◆ **VERIFICA LA COMPRENSIONE**:
1 - Trascrivi il passo del testo sul libro di Salvatore e Demarco compreso tra "Ecco dunque la" e "e non solo.", estremi inclusi.
2 - Rispondi alle seguenti domande sul testo sul libro di Salvatore e Demarco.
(a) In quanti capitoli si snoda il racconto di una vita?
(b) In che anno è stato fondato Sdn?
(c) Quale centro ha fondato Franco, il fratello di Salvatore?

◆ **ESTRATTO DEL DOCUMENTO**:
------------------------
Ecco dunque la sorgente che dà vita al racconto, attorno alla malattia la linfa raggiunge gli aspetti di una vicenda personale e familiare, in cui si staglia la figura della moglie Matilde (Ilde) ma che tra un aneddoto e l’altro punteggia mezzo secolo di storia accademica, scientifica, sociale e anche politica di Napoli e non solo.
Il racconto di una vita si snoda in 24 capitoli ognuno da leggere perché sorprendenti nella prosa e nei contenuti. Perché non te li aspetti quegli spaccati di vita umana e professionale. Al quinto passo racconta quando con i raggi X si misuravano le scarpe. Dopo Roma e Parigi si parte per Bethesda. E poi gli anni del Pascale, la Napoli degli anni Ottanta. La nomina d direttore scientifico del Pascale e l’incontro con Veronesi. Quindi la Sanità pubblica e la sanità privata. Il suo Sdn fondato nel 1977 che cresce e diventa Synlab network internazionale della salute di prossimità. L’invecchiamento? Non è un destino promette suo fratello Franco, fondatore del Ceinge, centro di eccellenza della biologia molecolare e centro di ricerca. Una storia che continua in sala operatoria dove “io sono il paziente e il medico sbaglia”. Ma c’è anche “il malato immaginario e la lezione di Molière. Si passa per Beniamino Placido “quando gli rovinai il pasto” e per l’autopalpazione testicolare, un altro “scandalo”. Poi le 4 “P” della medicina futura, tra cui prevenzione e predittività e ancora la sua idea di diagnostica integrata e la censura corporativa. C’è spazio nel libro di Salvatore e Demarco per la ricerca su microbiota e Alzheimer, se è l’intestino a lanciare l’allarme. Poi l’aspirazione ad un altro Policlinico e il pronto soccorso che non c’è stato e non c’è ancora. Una proposta scomoda che è ancora un insoluto nonostante sia nelle “carte” della Regione dell’intesa che la lega i due enti per le attività assistenziali. Salvatore si racconta anche nella cultura e nel Sabato delle Idee orfano di Milone Milone, che dirigeva la Tgr della Rai. Si prosegue nel racconto della scommessa delle capre e le vescicole come droni biologici. E poi l’estate in barca le parole al vento. Accadia il ritorno alle origini, dove il tempo non si disperde. I suoi appunti, quasi una conclusione. “La medicina non è una scienza esatta e il confine tra medico e malato è più sottile di quanto immaginiamo”. Il libro non si vende, è un dono a chi vorrà fare fare un’offerta per i poveri della mensa del Carmine.
------------------------
◆ **DATI ESTRATTI**:
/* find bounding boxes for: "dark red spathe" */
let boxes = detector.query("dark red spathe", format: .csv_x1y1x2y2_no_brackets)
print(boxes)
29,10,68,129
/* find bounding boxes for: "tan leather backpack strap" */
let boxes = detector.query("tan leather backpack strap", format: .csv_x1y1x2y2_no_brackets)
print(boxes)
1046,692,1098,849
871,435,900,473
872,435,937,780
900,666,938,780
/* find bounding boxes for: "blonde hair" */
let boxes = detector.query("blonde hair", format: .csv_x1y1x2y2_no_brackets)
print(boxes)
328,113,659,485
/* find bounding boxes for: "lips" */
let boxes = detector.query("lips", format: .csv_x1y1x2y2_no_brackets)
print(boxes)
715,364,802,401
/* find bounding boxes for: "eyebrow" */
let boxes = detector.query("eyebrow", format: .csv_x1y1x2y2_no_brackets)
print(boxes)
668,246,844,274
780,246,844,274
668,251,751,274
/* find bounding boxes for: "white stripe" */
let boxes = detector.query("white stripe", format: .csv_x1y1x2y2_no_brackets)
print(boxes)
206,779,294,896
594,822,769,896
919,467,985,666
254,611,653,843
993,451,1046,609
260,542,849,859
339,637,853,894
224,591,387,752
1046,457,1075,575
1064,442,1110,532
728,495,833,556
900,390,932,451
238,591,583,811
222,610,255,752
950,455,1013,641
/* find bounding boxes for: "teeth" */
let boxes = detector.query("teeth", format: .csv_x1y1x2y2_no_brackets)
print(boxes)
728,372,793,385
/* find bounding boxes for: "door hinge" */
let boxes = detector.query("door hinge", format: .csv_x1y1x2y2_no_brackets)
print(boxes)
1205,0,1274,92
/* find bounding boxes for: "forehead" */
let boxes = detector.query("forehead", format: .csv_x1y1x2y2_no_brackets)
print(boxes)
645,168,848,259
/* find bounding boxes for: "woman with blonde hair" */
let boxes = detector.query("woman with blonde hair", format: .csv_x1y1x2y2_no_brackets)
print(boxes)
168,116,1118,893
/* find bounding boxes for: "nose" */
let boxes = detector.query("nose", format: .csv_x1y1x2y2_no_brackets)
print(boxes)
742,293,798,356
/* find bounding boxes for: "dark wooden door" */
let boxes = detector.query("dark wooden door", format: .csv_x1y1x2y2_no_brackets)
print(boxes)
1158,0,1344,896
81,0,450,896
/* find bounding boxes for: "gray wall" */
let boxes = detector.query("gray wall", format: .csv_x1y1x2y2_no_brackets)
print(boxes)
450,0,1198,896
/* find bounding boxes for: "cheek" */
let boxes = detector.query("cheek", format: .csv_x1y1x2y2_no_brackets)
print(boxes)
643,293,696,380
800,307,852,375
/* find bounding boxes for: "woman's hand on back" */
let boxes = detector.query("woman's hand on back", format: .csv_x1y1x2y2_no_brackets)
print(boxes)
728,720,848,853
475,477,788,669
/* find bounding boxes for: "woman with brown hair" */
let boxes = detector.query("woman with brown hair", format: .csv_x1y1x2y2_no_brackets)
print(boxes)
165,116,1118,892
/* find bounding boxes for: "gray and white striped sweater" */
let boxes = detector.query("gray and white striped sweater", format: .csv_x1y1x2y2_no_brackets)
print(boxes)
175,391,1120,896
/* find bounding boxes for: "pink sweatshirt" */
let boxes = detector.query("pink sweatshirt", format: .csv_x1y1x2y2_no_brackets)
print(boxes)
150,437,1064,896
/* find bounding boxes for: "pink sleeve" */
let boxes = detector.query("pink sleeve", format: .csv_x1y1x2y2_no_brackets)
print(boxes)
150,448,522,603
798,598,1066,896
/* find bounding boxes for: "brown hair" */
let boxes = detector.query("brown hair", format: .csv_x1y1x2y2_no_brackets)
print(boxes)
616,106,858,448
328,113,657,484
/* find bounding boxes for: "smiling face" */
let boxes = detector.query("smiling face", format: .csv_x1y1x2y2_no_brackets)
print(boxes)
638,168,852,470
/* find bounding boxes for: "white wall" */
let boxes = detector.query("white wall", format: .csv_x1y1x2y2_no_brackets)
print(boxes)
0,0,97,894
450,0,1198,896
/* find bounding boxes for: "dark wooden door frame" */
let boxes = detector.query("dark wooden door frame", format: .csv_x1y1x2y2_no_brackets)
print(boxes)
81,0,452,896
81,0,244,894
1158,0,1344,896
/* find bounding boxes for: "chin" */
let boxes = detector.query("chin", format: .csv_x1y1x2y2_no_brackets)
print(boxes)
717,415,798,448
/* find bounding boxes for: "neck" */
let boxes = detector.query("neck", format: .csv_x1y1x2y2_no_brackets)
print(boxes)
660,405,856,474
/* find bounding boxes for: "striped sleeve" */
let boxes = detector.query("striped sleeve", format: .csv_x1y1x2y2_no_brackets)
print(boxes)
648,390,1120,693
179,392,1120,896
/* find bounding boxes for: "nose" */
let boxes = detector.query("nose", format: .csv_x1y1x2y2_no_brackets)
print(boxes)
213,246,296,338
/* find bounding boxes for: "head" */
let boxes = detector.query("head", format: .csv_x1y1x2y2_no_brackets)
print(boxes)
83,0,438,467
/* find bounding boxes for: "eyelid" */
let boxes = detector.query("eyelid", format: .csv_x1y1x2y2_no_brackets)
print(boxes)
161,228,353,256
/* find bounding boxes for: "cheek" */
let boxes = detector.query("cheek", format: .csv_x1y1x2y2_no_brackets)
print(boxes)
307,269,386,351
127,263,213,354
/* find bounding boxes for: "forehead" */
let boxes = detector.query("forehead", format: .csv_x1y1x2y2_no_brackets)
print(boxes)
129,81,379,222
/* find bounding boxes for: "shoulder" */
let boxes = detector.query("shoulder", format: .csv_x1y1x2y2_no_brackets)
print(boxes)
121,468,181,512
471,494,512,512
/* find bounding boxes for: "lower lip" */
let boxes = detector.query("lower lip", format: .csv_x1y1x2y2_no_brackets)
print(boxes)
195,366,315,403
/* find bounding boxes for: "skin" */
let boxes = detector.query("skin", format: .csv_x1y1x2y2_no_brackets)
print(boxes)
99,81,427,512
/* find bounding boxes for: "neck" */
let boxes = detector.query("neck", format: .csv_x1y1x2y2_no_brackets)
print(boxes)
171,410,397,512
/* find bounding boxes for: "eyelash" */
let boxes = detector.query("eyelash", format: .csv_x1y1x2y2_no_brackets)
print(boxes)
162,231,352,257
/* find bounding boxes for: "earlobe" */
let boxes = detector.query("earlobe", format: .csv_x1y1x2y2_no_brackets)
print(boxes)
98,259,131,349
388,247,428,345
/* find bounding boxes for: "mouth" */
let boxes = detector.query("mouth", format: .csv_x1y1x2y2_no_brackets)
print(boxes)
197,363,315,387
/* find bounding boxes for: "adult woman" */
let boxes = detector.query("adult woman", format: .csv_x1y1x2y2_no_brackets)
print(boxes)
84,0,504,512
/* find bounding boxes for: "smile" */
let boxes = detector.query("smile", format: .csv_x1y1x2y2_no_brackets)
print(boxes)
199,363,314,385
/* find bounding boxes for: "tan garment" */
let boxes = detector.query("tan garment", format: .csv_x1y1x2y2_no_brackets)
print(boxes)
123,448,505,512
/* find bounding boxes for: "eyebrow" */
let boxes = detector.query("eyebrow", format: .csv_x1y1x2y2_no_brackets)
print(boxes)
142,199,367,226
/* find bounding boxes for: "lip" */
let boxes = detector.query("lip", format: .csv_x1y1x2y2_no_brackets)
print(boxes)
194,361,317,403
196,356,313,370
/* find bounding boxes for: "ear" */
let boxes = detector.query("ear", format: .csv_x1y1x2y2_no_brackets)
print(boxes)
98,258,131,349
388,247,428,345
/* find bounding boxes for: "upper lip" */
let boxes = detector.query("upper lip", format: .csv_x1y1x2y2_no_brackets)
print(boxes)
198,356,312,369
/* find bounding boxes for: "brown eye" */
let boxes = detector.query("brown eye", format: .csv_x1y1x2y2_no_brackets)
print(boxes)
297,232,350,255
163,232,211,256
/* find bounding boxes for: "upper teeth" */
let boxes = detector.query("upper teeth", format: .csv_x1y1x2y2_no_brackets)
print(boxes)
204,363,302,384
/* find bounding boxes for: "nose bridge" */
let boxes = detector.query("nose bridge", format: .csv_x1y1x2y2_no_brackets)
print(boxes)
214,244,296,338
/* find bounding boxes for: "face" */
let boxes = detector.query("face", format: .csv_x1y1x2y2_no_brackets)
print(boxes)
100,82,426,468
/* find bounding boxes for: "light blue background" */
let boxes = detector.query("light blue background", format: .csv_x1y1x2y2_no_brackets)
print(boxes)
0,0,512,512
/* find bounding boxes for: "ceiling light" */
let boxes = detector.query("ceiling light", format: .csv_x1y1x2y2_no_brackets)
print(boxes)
------------------------
◆ **ELENCO RISPOSTE**:
1 -
Ecco dunque la sorgente che dà vita al racconto, attorno alla malattia la linfa raggiunge gli aspetti di una vicenda personale e familiare, in cui si staglia la figura della moglie Matilde (Ilde) ma che tra un aneddoto e l’altro punteggia mezzo secolo di storia accademica, scientifica, sociale e anche politica di Napoli e non solo.

2 -
(a) Il racconto si snoda in 24 capitoli.
(b) Sdn è stato fondato nel 1977.
(c) Franco ha fondato il Ceinge, centro di eccellenza della biologia molecolare e centro di ricerca.